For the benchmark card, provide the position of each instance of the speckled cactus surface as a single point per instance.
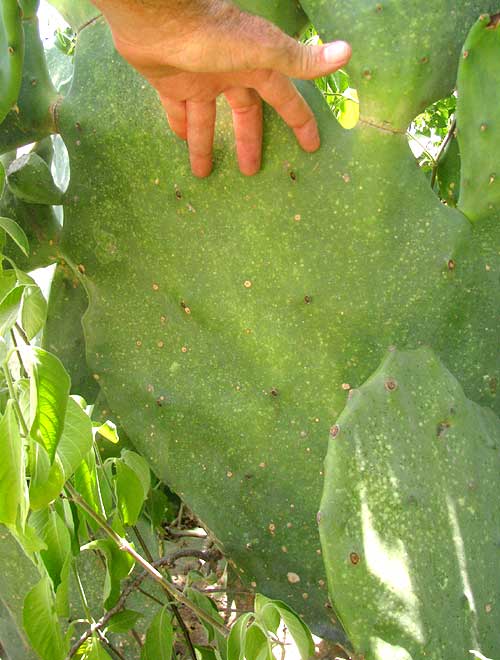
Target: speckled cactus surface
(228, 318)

---

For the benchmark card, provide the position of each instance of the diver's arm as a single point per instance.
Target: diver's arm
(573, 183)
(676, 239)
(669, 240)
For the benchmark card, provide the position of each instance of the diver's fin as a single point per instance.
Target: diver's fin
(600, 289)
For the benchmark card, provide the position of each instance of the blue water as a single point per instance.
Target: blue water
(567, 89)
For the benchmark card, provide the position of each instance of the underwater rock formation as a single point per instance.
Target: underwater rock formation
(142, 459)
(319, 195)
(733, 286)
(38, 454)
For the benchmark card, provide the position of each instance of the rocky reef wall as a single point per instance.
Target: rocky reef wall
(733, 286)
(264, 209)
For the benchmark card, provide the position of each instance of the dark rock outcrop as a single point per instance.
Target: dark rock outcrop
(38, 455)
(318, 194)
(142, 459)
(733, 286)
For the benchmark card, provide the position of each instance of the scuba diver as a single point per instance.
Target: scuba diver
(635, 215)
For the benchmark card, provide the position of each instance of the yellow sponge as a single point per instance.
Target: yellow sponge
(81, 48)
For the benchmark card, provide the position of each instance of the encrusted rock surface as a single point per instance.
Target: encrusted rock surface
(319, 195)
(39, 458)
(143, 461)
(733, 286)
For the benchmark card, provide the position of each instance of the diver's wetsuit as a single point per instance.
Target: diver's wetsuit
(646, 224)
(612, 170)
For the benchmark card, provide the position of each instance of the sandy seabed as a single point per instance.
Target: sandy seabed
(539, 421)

PROBLEM REQUIREMENTS
Can you tally the lines in the data above that contain the word "blue" and reply with only that number?

CORRECT ANSWER
2